• WRITTEN INSTRUCTION: Everything from the line with "Could you please indicate the red" to the end of the data should be restated word for word, and nothing before it.

• Location identification entries:
**********

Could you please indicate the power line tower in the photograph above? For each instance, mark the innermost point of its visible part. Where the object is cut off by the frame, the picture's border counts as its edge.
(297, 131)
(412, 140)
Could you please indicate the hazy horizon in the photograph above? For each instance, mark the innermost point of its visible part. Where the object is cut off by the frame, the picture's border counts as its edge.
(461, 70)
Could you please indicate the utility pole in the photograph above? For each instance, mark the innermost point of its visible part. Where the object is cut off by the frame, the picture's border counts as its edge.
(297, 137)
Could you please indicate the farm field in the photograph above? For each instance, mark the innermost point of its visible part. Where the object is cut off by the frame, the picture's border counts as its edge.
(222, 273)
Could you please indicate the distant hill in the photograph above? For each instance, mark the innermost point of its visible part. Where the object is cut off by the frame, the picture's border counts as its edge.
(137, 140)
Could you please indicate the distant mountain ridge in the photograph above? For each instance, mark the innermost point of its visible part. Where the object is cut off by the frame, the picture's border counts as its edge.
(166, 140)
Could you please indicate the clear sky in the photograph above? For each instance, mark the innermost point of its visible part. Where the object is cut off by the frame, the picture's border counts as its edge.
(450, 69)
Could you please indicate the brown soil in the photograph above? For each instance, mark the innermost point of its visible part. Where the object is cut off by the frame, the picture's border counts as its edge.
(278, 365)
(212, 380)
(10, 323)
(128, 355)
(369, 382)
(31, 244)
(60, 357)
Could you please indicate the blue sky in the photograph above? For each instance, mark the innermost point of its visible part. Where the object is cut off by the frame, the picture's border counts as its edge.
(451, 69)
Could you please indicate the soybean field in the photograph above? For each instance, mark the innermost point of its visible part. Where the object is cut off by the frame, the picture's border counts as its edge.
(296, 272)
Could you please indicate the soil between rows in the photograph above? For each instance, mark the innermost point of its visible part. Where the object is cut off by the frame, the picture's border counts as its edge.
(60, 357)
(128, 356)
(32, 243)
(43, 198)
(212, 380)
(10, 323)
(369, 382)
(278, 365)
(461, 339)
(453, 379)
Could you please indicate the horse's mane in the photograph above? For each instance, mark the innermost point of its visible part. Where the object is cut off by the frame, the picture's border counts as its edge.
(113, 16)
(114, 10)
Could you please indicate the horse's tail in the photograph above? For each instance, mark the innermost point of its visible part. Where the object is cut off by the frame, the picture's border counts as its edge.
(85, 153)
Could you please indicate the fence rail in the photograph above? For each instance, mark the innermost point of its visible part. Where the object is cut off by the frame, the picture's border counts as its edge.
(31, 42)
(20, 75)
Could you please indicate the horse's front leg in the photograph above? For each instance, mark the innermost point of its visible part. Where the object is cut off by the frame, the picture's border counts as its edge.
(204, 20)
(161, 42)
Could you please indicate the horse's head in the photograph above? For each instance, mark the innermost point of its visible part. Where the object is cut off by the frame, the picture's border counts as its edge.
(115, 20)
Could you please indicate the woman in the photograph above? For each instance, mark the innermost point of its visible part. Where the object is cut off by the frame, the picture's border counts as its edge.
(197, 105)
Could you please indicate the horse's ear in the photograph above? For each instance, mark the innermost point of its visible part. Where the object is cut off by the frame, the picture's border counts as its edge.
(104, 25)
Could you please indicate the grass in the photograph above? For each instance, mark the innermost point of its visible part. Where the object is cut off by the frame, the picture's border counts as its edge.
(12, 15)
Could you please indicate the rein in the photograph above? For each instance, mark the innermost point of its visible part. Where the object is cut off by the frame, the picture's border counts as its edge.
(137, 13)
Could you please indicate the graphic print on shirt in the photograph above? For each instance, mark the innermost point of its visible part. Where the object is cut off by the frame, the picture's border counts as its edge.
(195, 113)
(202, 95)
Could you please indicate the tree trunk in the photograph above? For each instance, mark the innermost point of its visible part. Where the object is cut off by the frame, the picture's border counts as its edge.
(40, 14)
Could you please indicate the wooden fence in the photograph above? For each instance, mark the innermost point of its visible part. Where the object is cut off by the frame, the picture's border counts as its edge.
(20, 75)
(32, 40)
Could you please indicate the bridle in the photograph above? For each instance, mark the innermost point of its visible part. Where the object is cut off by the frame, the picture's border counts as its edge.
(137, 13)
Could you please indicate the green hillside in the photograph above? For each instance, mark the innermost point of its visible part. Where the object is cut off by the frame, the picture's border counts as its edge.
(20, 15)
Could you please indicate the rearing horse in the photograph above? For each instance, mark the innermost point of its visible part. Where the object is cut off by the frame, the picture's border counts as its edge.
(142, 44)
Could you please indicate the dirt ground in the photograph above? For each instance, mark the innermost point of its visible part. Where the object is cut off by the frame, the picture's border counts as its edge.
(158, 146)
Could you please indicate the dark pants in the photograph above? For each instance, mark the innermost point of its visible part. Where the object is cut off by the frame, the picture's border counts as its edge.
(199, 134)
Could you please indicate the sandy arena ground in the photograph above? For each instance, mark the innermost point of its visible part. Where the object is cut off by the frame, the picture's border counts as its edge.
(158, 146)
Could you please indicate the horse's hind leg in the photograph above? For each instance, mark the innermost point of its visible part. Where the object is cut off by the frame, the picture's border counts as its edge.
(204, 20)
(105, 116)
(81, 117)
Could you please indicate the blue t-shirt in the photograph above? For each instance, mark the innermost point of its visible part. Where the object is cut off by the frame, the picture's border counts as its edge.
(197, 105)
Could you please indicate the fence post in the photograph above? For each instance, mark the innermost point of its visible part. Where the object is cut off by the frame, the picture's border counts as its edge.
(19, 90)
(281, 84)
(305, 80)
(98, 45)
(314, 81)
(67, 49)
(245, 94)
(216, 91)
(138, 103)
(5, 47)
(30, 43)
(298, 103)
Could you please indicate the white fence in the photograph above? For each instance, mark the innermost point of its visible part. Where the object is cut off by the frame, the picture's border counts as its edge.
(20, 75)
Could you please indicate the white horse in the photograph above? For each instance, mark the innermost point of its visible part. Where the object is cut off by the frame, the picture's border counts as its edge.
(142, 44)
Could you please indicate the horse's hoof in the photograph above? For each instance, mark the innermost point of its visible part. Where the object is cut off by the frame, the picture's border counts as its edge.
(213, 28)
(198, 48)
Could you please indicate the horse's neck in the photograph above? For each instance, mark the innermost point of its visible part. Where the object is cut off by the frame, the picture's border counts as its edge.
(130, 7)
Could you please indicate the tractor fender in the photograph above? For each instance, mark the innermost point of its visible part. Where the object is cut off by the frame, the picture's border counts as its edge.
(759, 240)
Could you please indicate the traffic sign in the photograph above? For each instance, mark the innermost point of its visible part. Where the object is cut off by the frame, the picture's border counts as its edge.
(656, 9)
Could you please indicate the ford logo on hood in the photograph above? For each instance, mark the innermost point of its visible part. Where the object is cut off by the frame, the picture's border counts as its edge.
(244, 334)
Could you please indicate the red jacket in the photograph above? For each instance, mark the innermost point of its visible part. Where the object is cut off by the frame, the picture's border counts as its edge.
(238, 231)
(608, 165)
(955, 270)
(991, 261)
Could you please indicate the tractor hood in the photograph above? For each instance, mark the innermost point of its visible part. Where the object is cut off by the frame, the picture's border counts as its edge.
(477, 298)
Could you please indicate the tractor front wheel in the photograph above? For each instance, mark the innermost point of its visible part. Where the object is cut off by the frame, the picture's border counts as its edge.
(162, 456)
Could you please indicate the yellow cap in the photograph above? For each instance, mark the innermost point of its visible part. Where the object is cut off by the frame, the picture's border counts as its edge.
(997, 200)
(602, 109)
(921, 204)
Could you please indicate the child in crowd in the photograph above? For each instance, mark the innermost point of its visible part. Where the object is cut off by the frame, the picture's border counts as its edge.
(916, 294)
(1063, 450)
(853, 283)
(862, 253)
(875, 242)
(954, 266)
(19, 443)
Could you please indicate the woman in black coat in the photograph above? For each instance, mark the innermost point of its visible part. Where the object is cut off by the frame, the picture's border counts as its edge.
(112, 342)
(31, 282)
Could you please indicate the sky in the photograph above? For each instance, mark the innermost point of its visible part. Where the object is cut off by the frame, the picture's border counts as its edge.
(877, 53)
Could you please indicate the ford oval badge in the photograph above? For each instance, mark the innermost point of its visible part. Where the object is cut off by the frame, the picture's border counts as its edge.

**********

• EXPECTED ANSWER:
Could you please indicate the red jacket in the photograph above? For each instance, mark the innermost point of its visible part. Where the object is cut off by the frame, the picture's border counts as its edge.
(238, 231)
(608, 165)
(955, 270)
(991, 261)
Could you please indicate the tractor hood in the photograph above? For each instance, mark the innermost point of its visible part. Where the object is cut off by the frame, the picture's border counts as its edge.
(477, 298)
Could you please indicate the tractor front wheel in the photograph above? For each instance, mark the innermost point of its visible part. Where the object is cut off by the frame, the picture's border counts as its edge.
(162, 456)
Could you please indicate the yellow cap in the photograph above? For each instance, mark the innermost point of its visible part. Where the object is cut off by the frame, the picture's border counts as its edge.
(997, 200)
(602, 109)
(921, 204)
Could you please indicate the child in crowd in the photograph above? For each instance, mark the innermost point of its visible part. Where the object is cut off by the frame, the picture's border counts as its edge.
(916, 294)
(1063, 450)
(853, 283)
(862, 253)
(875, 242)
(954, 266)
(19, 443)
Could you please indicate the woman in black coat in the photograph above? For each instance, mark the innermost point of its visible part. Where the object is cut off by the frame, the picture's border counts as its edge.
(112, 342)
(31, 282)
Could you please indicate the sky in the photograph above? For each instance, mark the innermost point of its visible part. Where the object is cut off by the frame, the picture's border counts as its edge.
(877, 53)
Could you please indicate the ford oval badge in the photograph above? For each instance, mark the innermost point of its visible part. Where the object is cut off by the frame, the picture's border counts as its edge.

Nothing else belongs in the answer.